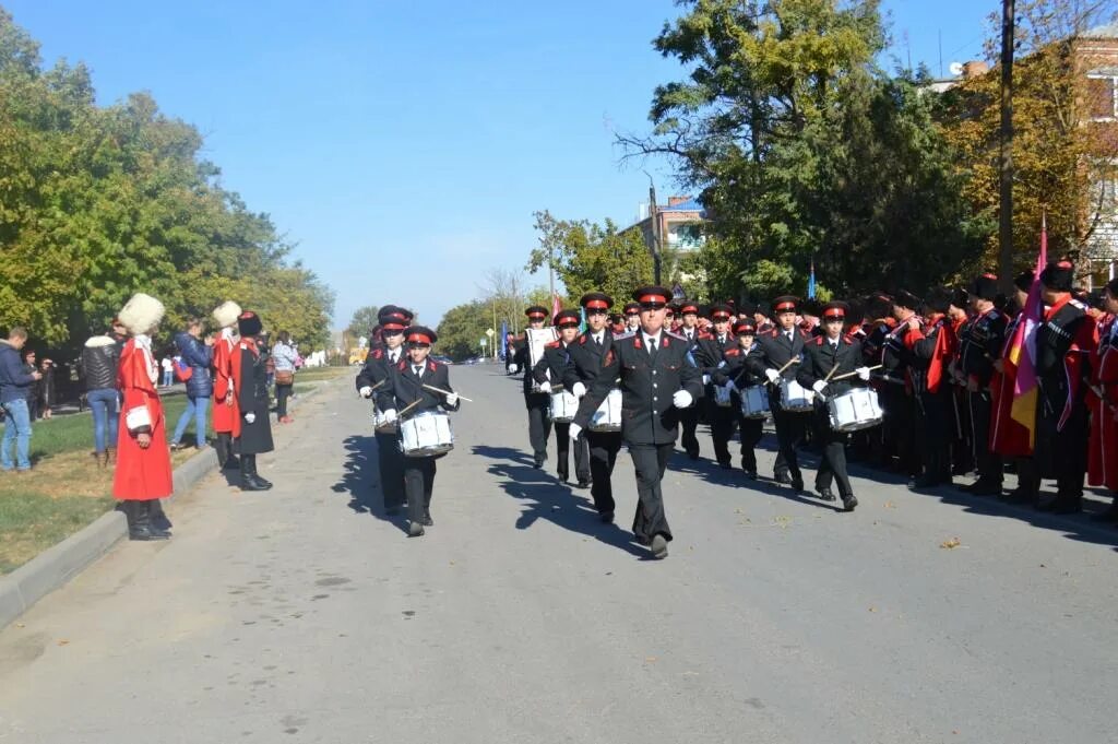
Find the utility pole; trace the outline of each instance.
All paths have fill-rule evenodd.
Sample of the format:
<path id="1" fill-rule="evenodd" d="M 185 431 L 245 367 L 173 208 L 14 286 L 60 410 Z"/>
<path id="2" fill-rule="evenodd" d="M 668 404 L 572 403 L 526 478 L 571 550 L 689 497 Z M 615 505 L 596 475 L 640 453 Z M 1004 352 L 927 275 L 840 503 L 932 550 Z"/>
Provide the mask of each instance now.
<path id="1" fill-rule="evenodd" d="M 645 172 L 645 176 L 648 176 Z M 656 210 L 656 185 L 648 176 L 648 215 L 652 217 L 652 273 L 655 284 L 660 284 L 660 213 Z"/>
<path id="2" fill-rule="evenodd" d="M 1014 0 L 1002 0 L 1002 152 L 998 158 L 1001 213 L 997 230 L 998 285 L 1010 294 L 1013 281 L 1013 41 Z"/>

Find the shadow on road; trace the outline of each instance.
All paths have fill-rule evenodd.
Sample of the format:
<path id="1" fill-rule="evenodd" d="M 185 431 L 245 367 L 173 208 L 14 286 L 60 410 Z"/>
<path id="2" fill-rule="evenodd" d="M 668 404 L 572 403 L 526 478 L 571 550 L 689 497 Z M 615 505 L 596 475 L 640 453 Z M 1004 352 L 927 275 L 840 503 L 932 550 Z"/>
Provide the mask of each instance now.
<path id="1" fill-rule="evenodd" d="M 528 529 L 543 519 L 625 550 L 642 561 L 650 559 L 648 552 L 634 544 L 632 533 L 599 521 L 589 499 L 557 482 L 542 469 L 534 468 L 532 459 L 524 452 L 512 448 L 475 445 L 473 453 L 494 460 L 487 471 L 503 479 L 500 486 L 505 493 L 523 502 L 524 510 L 517 519 L 517 529 Z"/>
<path id="2" fill-rule="evenodd" d="M 380 468 L 377 462 L 377 437 L 352 435 L 342 442 L 345 446 L 345 472 L 341 480 L 331 486 L 334 493 L 348 493 L 349 506 L 354 514 L 369 514 L 382 521 L 390 522 L 400 531 L 407 533 L 407 526 L 397 517 L 385 514 L 385 501 L 380 493 Z"/>

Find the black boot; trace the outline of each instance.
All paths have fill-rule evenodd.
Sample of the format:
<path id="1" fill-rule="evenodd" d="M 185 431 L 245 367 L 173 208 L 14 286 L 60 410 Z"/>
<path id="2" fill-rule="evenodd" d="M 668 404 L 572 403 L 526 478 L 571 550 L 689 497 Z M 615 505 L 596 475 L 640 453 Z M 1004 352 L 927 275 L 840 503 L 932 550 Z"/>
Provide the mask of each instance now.
<path id="1" fill-rule="evenodd" d="M 260 478 L 260 473 L 257 472 L 255 454 L 253 455 L 253 478 L 256 480 L 257 483 L 259 483 L 264 488 L 272 488 L 272 481 L 267 480 L 266 478 Z"/>
<path id="2" fill-rule="evenodd" d="M 151 502 L 150 501 L 125 501 L 124 516 L 129 520 L 130 540 L 165 540 L 170 533 L 153 530 L 151 528 Z"/>
<path id="3" fill-rule="evenodd" d="M 256 479 L 256 455 L 240 455 L 240 490 L 241 491 L 266 491 L 271 486 L 265 486 Z"/>

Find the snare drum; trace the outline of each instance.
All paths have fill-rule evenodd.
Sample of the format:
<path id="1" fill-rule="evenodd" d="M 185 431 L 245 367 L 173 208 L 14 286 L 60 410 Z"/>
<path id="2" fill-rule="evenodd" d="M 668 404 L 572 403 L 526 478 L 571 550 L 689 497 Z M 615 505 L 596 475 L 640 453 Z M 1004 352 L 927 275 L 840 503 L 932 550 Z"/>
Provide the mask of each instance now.
<path id="1" fill-rule="evenodd" d="M 742 418 L 766 418 L 769 415 L 768 390 L 764 385 L 754 385 L 738 392 L 741 396 Z"/>
<path id="2" fill-rule="evenodd" d="M 785 377 L 780 380 L 780 408 L 792 413 L 804 413 L 813 411 L 812 398 L 815 396 L 812 390 L 806 390 L 794 379 Z"/>
<path id="3" fill-rule="evenodd" d="M 395 434 L 399 431 L 397 421 L 395 418 L 392 421 L 385 418 L 385 412 L 376 406 L 372 408 L 372 427 L 380 434 Z"/>
<path id="4" fill-rule="evenodd" d="M 730 388 L 723 385 L 714 386 L 714 405 L 723 408 L 730 407 Z"/>
<path id="5" fill-rule="evenodd" d="M 578 398 L 567 390 L 551 394 L 551 421 L 557 424 L 569 424 L 578 413 Z"/>
<path id="6" fill-rule="evenodd" d="M 849 393 L 827 401 L 831 428 L 836 432 L 856 432 L 881 423 L 878 393 L 868 387 L 855 387 Z"/>
<path id="7" fill-rule="evenodd" d="M 609 390 L 609 395 L 590 417 L 590 424 L 587 428 L 591 432 L 622 431 L 622 392 L 619 389 Z"/>
<path id="8" fill-rule="evenodd" d="M 421 411 L 400 422 L 400 451 L 406 458 L 429 458 L 454 449 L 451 417 L 442 411 Z"/>

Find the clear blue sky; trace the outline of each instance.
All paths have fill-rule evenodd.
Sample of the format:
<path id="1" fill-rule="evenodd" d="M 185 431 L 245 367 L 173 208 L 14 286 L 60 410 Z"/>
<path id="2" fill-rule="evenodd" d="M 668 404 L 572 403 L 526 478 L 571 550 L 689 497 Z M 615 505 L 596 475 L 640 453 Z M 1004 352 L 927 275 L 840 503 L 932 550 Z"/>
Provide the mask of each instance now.
<path id="1" fill-rule="evenodd" d="M 537 209 L 632 222 L 648 181 L 614 132 L 645 131 L 654 86 L 681 76 L 650 44 L 670 0 L 0 6 L 48 64 L 85 62 L 101 103 L 146 90 L 196 124 L 225 186 L 337 291 L 335 326 L 387 302 L 436 323 L 486 270 L 523 266 Z M 938 72 L 939 35 L 945 67 L 976 57 L 997 3 L 883 7 L 890 54 Z M 666 200 L 666 163 L 645 167 Z"/>

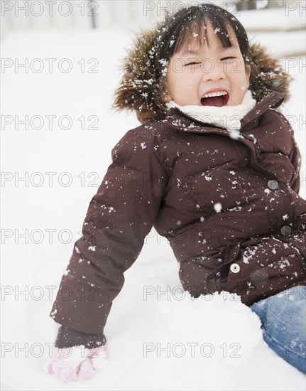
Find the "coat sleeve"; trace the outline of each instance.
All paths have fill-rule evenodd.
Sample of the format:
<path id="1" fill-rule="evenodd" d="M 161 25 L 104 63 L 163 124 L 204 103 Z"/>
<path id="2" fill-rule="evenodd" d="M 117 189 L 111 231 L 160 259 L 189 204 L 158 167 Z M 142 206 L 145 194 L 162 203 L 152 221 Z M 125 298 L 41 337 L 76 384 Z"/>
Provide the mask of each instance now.
<path id="1" fill-rule="evenodd" d="M 103 333 L 124 272 L 139 255 L 158 213 L 166 176 L 154 149 L 135 131 L 115 146 L 53 303 L 55 322 Z"/>
<path id="2" fill-rule="evenodd" d="M 300 191 L 300 171 L 301 168 L 301 155 L 300 153 L 297 144 L 294 136 L 294 132 L 290 124 L 288 122 L 288 126 L 292 136 L 292 149 L 289 155 L 289 159 L 295 168 L 295 175 L 290 181 L 290 186 L 293 190 L 298 194 Z"/>

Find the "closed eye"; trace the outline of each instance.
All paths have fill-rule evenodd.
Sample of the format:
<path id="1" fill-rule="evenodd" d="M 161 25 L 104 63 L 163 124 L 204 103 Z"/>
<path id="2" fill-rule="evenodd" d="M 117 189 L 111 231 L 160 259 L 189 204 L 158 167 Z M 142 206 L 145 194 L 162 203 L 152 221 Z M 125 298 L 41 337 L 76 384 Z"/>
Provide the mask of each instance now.
<path id="1" fill-rule="evenodd" d="M 187 67 L 187 65 L 196 65 L 197 64 L 200 64 L 201 63 L 187 63 L 187 64 L 185 65 L 185 67 Z"/>

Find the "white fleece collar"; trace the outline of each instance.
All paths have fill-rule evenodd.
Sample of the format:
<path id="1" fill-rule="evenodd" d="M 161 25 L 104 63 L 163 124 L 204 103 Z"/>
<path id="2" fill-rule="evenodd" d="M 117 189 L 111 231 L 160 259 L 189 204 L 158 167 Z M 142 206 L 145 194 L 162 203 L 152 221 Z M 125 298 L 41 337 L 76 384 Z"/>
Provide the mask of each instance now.
<path id="1" fill-rule="evenodd" d="M 252 93 L 248 90 L 242 102 L 237 106 L 180 106 L 174 100 L 171 100 L 166 103 L 166 107 L 168 109 L 177 107 L 197 121 L 226 129 L 236 139 L 241 126 L 241 120 L 256 104 L 256 101 L 252 97 Z"/>

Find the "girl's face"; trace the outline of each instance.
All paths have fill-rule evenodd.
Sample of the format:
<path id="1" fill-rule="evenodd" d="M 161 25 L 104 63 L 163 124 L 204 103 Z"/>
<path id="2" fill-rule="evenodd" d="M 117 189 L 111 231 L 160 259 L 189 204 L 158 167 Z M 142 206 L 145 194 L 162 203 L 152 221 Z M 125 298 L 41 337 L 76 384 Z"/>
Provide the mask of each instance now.
<path id="1" fill-rule="evenodd" d="M 165 101 L 180 106 L 236 106 L 240 105 L 249 86 L 250 68 L 234 32 L 232 46 L 221 45 L 209 22 L 207 43 L 186 44 L 170 59 L 166 75 Z"/>

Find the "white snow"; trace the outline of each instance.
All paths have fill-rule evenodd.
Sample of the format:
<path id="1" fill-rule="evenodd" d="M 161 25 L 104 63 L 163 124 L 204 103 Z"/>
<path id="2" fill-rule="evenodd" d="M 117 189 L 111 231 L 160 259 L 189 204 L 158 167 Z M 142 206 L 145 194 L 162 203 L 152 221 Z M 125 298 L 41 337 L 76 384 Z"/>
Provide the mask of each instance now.
<path id="1" fill-rule="evenodd" d="M 261 11 L 260 18 L 253 15 L 248 23 L 297 23 L 290 16 L 280 22 L 270 11 Z M 273 41 L 275 51 L 303 47 L 302 40 L 279 36 Z M 268 33 L 260 37 L 271 41 Z M 130 39 L 115 29 L 24 31 L 1 42 L 3 58 L 56 59 L 51 73 L 46 68 L 15 73 L 13 67 L 1 74 L 2 116 L 13 119 L 1 132 L 1 389 L 304 390 L 305 375 L 268 348 L 258 318 L 236 297 L 222 292 L 192 300 L 182 291 L 178 264 L 155 232 L 125 273 L 114 301 L 105 329 L 109 358 L 101 372 L 86 382 L 68 384 L 44 372 L 58 326 L 49 313 L 88 204 L 111 162 L 111 148 L 138 125 L 136 116 L 111 111 L 119 60 Z M 72 70 L 63 73 L 58 65 L 67 58 Z M 82 58 L 84 73 L 77 63 Z M 298 119 L 305 117 L 305 73 L 299 68 L 305 58 L 293 61 L 297 65 L 289 70 L 295 80 L 285 114 L 302 154 L 305 198 L 306 132 Z M 94 65 L 99 72 L 89 73 Z M 29 124 L 41 117 L 43 127 L 26 129 L 15 116 L 26 121 L 28 116 Z M 51 129 L 50 116 L 55 116 Z"/>

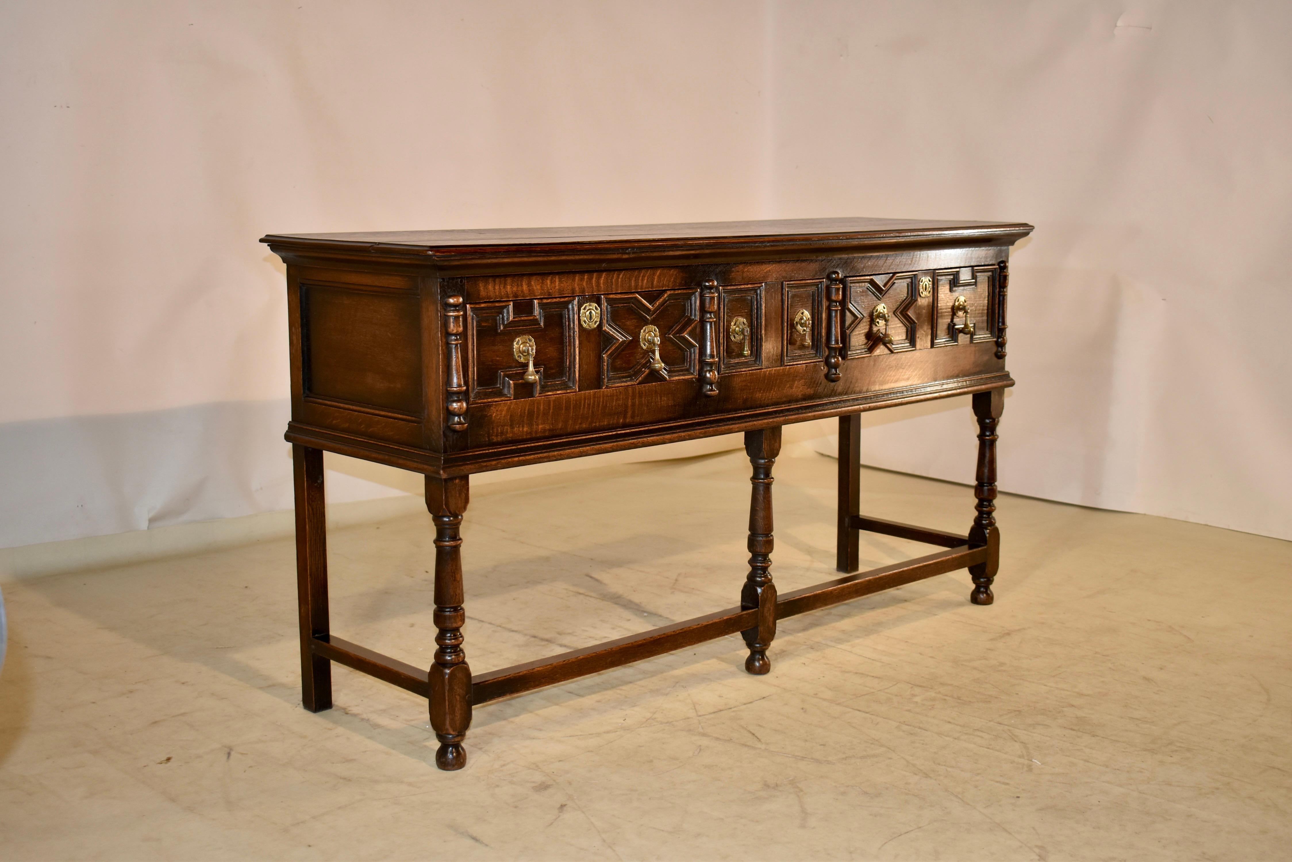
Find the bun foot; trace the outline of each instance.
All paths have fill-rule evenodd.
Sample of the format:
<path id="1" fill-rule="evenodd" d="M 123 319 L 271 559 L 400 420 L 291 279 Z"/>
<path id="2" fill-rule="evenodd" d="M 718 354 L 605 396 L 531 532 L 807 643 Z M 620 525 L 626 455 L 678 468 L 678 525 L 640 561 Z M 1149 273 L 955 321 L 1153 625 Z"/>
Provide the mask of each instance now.
<path id="1" fill-rule="evenodd" d="M 435 765 L 444 772 L 453 772 L 466 765 L 466 752 L 461 743 L 450 742 L 439 747 L 435 752 Z"/>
══════════
From the line containing "Find the bun" down to the final line of the data, write out every line exactly; both the first and last of these belong in your answer, and nothing else does.

Find the bun foot; trace the outline of each instance.
All paths have fill-rule evenodd.
Sample of the format:
<path id="1" fill-rule="evenodd" d="M 123 319 L 271 559 L 400 420 L 291 279 Z"/>
<path id="2" fill-rule="evenodd" d="M 718 354 L 605 396 L 531 532 L 807 643 Z M 620 525 L 626 455 L 678 468 L 678 525 L 640 561 Z M 1149 273 L 955 321 L 1153 625 Z"/>
Provide the mask of each instance now.
<path id="1" fill-rule="evenodd" d="M 435 765 L 444 772 L 453 772 L 466 765 L 466 752 L 461 743 L 450 742 L 439 747 L 435 752 Z"/>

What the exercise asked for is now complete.